Natural-language object grounding data

⁂

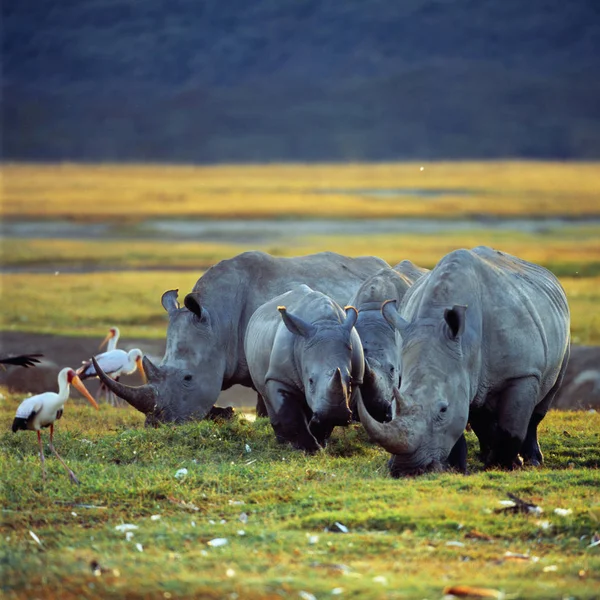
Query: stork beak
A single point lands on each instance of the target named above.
(109, 336)
(79, 385)
(140, 365)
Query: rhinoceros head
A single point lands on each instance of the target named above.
(431, 408)
(188, 381)
(329, 361)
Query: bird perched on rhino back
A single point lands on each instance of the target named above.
(42, 410)
(484, 338)
(205, 338)
(305, 359)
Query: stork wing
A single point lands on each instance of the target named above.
(30, 406)
(111, 362)
(24, 360)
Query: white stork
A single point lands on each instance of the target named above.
(115, 363)
(111, 339)
(37, 412)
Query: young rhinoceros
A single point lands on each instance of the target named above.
(305, 359)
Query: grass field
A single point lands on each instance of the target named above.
(407, 538)
(86, 304)
(344, 191)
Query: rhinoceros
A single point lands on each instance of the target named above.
(305, 361)
(485, 339)
(378, 338)
(205, 339)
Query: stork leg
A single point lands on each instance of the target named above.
(64, 464)
(42, 458)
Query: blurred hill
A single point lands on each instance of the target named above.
(301, 80)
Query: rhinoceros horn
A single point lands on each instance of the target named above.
(351, 317)
(143, 398)
(393, 435)
(336, 385)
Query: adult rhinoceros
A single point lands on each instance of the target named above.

⁂

What to do: Work out how many lines of the data above contain the string "stork" and give the number alone.

Result for this exercise: 4